→ INSTRUCTIONS TO FOLLOW:
State how many lines of the records contain the string "white", and give no other information.

◆ ◆ ◆ ◆ ◆

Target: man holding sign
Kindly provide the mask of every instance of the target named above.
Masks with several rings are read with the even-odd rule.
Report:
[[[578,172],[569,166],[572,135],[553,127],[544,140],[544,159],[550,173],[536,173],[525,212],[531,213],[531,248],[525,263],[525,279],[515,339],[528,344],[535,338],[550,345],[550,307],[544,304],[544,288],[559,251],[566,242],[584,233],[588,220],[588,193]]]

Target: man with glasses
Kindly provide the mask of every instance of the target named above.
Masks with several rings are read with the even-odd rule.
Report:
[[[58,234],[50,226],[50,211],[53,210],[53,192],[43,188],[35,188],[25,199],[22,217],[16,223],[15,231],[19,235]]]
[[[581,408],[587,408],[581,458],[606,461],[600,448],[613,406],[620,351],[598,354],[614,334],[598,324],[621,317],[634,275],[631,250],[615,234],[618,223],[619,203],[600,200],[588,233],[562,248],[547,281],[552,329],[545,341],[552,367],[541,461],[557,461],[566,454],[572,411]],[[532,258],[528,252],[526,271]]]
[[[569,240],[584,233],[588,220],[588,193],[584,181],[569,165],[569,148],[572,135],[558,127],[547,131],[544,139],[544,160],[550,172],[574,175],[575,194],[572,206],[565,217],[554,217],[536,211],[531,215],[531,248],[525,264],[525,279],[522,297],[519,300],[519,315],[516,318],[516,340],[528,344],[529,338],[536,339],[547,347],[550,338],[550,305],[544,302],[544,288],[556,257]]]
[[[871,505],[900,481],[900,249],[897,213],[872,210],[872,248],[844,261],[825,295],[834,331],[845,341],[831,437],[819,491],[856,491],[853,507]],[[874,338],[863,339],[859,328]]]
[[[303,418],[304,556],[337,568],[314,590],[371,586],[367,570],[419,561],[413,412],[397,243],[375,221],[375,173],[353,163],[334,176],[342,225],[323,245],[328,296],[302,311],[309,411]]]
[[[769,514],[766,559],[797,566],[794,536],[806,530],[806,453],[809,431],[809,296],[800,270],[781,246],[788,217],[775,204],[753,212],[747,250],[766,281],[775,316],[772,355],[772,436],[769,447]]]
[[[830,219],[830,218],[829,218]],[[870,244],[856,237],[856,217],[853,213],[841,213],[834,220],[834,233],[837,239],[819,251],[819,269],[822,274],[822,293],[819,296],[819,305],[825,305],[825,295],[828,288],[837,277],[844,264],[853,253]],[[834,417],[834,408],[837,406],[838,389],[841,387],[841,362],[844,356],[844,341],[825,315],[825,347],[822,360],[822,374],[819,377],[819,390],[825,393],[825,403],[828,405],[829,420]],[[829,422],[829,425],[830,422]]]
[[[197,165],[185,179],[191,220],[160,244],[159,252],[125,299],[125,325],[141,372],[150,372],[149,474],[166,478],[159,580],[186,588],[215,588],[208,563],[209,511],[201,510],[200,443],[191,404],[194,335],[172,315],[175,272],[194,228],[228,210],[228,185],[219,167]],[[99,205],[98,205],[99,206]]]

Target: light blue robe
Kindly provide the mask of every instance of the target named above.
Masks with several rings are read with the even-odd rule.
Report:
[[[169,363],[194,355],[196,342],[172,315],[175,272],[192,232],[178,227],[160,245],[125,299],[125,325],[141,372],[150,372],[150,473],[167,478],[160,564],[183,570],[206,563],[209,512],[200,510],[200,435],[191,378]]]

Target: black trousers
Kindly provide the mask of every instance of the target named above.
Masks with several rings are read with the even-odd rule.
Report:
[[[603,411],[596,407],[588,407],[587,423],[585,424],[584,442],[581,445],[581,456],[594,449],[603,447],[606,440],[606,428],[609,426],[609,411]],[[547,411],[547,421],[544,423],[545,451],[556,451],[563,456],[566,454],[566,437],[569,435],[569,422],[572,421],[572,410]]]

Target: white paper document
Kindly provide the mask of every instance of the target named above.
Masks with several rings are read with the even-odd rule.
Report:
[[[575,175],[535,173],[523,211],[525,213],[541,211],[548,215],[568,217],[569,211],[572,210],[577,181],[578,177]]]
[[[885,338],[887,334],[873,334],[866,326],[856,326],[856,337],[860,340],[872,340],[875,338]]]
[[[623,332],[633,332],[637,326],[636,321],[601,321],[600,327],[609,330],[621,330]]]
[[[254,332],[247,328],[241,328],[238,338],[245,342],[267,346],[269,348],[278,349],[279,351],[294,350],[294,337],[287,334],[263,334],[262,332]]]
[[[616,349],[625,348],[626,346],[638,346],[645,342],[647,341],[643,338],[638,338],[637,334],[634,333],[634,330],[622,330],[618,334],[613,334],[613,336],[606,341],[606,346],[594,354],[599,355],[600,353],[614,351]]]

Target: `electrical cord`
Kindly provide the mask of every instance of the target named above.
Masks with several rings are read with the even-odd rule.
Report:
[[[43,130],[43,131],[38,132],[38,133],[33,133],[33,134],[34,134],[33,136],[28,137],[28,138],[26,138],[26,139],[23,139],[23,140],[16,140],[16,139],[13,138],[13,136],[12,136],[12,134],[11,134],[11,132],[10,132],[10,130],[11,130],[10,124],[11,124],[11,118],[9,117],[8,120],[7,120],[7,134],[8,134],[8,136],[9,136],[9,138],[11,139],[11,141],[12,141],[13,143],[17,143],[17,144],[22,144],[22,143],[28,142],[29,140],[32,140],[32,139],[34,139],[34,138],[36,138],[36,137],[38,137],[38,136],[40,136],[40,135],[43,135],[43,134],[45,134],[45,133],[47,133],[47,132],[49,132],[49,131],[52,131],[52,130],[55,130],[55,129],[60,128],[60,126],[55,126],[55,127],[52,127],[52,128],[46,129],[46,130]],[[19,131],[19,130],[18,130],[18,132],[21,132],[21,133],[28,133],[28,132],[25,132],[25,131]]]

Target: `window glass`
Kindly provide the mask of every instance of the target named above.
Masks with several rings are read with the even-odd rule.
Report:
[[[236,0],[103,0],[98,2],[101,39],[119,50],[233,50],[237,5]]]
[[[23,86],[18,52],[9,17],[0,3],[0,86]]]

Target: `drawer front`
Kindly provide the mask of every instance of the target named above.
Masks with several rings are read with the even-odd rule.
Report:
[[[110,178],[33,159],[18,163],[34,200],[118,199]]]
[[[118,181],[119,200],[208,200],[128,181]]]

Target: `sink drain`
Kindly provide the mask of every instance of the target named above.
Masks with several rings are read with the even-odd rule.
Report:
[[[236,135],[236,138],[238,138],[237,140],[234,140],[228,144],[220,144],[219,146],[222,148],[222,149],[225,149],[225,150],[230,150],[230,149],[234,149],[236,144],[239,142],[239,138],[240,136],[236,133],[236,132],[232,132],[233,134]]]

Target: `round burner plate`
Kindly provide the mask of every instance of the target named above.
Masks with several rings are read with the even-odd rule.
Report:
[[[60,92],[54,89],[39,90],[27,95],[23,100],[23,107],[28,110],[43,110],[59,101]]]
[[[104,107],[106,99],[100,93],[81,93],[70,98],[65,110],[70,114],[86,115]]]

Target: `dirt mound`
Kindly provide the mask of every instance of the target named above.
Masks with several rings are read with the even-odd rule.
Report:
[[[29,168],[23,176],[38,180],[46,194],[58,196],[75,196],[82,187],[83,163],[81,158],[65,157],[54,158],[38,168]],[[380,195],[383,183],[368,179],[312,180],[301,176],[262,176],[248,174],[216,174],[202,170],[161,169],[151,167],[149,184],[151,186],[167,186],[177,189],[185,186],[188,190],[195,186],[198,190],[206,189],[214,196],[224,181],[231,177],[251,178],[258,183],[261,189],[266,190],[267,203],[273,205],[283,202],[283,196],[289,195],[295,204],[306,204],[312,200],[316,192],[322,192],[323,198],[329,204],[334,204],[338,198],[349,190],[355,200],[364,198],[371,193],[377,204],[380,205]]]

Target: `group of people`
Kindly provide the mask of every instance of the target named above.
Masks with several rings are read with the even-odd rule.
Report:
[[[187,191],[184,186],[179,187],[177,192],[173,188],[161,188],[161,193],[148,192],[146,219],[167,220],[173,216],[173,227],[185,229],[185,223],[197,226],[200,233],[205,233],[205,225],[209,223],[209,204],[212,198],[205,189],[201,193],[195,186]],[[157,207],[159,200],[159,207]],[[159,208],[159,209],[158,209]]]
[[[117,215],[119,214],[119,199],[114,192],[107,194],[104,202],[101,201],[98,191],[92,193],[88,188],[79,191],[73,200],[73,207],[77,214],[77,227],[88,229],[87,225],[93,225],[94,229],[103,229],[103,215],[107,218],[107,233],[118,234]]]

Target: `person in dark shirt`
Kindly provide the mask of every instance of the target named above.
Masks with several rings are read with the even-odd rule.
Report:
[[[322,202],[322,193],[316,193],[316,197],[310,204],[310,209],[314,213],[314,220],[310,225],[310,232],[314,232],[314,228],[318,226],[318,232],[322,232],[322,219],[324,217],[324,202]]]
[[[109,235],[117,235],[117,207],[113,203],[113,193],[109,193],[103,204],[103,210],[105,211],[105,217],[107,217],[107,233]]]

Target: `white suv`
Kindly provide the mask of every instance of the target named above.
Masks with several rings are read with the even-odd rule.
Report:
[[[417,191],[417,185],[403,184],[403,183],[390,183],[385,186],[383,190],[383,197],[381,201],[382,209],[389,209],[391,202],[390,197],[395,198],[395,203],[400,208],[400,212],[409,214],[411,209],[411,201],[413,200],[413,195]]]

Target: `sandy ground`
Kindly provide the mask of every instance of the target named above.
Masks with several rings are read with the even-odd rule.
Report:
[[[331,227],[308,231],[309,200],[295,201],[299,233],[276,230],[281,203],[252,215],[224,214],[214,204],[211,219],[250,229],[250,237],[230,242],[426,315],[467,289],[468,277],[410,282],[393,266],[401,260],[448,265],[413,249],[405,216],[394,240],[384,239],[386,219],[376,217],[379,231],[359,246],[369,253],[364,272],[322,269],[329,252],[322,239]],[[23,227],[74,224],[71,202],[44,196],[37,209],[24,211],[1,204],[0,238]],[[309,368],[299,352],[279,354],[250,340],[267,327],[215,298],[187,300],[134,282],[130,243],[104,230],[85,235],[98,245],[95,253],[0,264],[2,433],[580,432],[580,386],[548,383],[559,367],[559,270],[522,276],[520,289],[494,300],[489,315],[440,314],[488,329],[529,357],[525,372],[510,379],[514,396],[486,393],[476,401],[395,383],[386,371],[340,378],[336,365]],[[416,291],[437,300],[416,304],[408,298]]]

◆ ◆ ◆ ◆ ◆

→ OUTPUT:
2